─── Working data ───

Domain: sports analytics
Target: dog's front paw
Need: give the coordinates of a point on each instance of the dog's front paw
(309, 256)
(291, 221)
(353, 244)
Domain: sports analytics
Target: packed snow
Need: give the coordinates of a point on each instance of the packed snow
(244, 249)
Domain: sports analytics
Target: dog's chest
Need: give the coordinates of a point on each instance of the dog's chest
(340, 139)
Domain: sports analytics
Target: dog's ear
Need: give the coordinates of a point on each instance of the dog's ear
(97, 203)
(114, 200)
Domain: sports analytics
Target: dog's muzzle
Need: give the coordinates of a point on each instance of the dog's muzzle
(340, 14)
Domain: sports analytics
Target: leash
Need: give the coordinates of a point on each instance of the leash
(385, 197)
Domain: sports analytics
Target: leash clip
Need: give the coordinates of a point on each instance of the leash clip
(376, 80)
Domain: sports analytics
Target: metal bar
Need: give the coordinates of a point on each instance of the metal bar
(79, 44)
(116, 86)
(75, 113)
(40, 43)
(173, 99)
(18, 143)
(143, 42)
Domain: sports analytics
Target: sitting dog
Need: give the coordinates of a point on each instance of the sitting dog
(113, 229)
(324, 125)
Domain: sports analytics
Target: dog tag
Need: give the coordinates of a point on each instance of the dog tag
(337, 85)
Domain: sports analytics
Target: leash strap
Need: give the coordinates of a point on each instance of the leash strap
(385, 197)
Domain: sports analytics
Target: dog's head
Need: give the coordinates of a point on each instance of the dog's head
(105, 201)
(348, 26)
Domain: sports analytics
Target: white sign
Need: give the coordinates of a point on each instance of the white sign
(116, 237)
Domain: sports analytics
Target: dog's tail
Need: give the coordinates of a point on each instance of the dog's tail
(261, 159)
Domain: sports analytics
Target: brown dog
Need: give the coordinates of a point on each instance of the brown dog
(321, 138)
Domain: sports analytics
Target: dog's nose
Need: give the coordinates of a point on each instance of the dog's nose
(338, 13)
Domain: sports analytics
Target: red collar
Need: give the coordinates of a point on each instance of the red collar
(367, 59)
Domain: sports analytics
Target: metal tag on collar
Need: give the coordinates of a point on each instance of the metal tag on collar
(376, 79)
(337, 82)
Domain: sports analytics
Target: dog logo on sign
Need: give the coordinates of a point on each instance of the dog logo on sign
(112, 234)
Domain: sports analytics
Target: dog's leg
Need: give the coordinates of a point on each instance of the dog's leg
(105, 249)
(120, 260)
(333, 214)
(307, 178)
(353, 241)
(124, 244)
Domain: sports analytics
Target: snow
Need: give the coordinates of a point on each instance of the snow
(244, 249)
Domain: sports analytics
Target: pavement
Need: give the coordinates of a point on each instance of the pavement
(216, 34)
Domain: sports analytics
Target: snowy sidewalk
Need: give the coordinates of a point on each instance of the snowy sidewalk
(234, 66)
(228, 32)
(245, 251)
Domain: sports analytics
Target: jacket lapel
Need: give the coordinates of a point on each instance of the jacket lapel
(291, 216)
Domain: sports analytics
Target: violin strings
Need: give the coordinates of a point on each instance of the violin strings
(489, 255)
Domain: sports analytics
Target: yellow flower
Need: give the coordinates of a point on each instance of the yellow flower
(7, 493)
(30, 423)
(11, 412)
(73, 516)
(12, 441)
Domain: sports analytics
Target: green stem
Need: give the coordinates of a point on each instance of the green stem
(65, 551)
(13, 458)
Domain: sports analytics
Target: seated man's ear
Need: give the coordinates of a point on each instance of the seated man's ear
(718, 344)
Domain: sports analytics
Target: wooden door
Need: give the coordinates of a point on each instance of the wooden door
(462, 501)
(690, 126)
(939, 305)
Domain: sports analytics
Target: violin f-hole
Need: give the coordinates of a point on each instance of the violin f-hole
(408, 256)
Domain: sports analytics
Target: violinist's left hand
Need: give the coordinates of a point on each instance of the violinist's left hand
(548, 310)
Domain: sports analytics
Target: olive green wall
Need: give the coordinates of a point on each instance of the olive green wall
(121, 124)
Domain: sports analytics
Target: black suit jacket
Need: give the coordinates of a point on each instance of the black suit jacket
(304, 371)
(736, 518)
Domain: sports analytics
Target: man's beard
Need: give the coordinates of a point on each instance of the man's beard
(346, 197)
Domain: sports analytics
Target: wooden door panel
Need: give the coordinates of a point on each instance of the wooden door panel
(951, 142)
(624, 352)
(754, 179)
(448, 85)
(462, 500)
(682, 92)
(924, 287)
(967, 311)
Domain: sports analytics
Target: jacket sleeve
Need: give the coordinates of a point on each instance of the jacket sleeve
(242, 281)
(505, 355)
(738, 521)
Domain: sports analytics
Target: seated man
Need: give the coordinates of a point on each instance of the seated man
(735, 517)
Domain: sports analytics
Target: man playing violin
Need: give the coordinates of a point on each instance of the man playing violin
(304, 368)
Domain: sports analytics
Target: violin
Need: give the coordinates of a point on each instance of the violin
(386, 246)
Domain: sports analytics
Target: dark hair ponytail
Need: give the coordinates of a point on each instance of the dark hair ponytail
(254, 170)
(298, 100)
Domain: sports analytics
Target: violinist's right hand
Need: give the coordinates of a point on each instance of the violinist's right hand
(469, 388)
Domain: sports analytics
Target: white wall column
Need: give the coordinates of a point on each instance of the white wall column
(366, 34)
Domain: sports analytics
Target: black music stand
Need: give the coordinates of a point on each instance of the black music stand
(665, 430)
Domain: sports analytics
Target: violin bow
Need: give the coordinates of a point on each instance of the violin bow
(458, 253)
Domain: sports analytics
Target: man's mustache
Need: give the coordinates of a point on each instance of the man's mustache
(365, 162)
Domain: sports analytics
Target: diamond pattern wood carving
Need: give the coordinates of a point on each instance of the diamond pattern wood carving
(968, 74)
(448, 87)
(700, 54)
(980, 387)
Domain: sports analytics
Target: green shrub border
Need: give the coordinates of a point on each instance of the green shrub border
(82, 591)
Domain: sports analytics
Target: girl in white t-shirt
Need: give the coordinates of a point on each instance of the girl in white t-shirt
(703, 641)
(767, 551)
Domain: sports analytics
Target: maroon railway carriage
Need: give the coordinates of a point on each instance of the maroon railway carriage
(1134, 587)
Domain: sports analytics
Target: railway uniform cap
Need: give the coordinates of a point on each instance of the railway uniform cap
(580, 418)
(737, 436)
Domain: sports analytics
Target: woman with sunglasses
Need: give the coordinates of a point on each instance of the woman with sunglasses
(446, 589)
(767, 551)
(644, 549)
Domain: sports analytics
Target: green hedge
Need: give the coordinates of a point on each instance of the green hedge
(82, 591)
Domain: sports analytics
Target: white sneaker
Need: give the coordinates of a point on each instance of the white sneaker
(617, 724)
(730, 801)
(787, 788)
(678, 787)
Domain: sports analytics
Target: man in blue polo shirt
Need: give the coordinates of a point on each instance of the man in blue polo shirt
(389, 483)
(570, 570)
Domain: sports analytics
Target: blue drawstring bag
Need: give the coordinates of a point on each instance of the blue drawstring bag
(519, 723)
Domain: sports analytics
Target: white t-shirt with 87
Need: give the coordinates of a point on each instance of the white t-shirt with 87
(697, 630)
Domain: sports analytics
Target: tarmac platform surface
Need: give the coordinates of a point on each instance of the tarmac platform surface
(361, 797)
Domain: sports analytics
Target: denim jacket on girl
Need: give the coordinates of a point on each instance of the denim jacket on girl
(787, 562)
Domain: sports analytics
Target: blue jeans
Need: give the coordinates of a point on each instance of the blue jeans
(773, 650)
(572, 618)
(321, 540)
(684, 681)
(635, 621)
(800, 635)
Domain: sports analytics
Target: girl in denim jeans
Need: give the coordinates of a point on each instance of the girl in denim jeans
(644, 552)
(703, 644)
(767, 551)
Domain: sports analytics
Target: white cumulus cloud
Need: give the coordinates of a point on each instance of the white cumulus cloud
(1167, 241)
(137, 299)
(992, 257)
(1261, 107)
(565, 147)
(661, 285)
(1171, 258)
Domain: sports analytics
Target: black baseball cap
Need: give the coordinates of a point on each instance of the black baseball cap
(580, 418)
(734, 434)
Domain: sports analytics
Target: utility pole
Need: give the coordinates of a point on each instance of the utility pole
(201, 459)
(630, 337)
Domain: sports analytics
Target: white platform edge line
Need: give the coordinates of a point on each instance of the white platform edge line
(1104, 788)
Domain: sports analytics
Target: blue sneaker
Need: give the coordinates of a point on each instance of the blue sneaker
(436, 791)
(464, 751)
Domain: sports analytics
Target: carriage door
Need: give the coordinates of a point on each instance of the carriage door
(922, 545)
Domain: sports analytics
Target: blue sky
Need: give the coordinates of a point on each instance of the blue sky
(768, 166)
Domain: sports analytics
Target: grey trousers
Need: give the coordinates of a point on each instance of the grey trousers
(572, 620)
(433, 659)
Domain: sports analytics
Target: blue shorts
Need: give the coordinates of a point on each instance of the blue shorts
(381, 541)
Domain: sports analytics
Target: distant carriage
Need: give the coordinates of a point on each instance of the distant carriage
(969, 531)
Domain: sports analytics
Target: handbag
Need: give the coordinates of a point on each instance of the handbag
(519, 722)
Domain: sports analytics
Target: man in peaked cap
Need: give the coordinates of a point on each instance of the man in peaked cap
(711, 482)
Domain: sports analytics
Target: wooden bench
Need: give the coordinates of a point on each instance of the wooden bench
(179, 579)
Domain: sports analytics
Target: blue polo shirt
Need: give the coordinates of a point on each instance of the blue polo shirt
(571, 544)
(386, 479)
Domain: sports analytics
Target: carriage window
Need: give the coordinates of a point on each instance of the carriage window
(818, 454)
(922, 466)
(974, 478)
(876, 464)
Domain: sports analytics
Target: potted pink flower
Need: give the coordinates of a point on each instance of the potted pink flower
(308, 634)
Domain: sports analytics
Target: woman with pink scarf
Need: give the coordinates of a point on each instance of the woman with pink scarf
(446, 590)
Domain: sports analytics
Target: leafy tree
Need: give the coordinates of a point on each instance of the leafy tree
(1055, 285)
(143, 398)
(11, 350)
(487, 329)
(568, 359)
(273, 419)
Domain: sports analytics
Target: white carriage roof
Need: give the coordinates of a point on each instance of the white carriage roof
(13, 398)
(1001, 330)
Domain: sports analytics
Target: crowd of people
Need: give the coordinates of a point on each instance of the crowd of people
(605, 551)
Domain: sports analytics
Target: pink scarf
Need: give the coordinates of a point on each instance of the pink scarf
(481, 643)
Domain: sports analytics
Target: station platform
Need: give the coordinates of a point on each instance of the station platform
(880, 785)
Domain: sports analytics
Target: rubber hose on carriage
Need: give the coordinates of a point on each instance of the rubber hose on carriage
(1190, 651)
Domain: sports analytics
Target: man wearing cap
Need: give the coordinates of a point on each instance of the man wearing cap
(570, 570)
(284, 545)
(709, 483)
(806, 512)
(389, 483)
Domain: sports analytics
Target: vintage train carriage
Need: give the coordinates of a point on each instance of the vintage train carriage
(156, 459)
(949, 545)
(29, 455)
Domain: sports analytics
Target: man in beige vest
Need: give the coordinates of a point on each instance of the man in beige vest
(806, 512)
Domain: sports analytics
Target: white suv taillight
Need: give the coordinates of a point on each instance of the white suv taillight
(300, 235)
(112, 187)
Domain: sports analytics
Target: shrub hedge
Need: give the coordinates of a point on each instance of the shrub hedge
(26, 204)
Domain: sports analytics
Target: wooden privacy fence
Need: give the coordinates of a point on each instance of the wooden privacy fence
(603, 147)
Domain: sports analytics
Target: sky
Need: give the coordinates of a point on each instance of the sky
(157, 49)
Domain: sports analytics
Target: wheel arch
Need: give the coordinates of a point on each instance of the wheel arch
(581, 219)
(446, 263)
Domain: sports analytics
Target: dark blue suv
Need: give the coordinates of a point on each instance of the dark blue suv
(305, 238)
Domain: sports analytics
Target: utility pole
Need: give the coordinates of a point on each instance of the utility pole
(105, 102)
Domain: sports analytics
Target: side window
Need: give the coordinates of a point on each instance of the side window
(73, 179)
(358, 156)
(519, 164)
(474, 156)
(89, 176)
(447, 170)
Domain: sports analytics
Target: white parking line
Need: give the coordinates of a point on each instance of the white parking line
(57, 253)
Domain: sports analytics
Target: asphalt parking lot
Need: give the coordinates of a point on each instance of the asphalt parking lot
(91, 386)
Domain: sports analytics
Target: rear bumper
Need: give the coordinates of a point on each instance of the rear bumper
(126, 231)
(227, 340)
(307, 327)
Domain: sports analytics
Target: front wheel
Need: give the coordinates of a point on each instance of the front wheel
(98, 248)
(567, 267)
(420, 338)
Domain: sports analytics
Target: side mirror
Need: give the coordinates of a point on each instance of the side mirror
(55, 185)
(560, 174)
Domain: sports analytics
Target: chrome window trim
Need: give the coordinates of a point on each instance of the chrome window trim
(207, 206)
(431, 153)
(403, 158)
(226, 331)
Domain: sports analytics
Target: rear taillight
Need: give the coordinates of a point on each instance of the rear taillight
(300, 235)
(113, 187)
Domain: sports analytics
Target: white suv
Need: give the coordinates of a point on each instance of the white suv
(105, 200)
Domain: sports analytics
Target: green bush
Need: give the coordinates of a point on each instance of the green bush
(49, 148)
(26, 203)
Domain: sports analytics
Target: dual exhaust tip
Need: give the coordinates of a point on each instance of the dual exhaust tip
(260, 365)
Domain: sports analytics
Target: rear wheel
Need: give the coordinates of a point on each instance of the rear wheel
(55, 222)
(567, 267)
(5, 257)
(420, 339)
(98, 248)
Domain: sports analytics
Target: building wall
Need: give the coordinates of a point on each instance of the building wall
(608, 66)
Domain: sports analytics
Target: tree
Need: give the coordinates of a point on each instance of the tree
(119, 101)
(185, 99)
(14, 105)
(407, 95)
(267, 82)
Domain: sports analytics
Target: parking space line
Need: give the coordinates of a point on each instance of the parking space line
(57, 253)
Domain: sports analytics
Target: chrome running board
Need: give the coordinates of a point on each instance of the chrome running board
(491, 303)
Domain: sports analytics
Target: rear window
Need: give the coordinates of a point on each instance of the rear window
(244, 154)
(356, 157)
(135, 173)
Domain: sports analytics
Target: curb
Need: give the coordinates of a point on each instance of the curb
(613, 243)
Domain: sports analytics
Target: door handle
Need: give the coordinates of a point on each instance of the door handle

───

**Aim of the exercise:**
Write down again the exact lines running from the beginning of the data to the line containing "Target: dog's muzzle", with both ends included.

**Solved problem:**
Domain: sports analytics
Target: dog's front paw
Need: give the coordinates of a point on each instance of the dog's front paw
(309, 256)
(291, 221)
(353, 244)
Domain: sports analytics
Target: packed snow
Need: give the coordinates of a point on each instance of the packed snow
(244, 249)
Domain: sports analytics
Target: dog's chest
Need: give the coordinates of a point on each instance of the dog's chest
(340, 139)
Domain: sports analytics
Target: dog's ear
Need: give the coordinates of a point on each instance of the dog's ear
(97, 203)
(114, 200)
Domain: sports analytics
Target: dog's muzzle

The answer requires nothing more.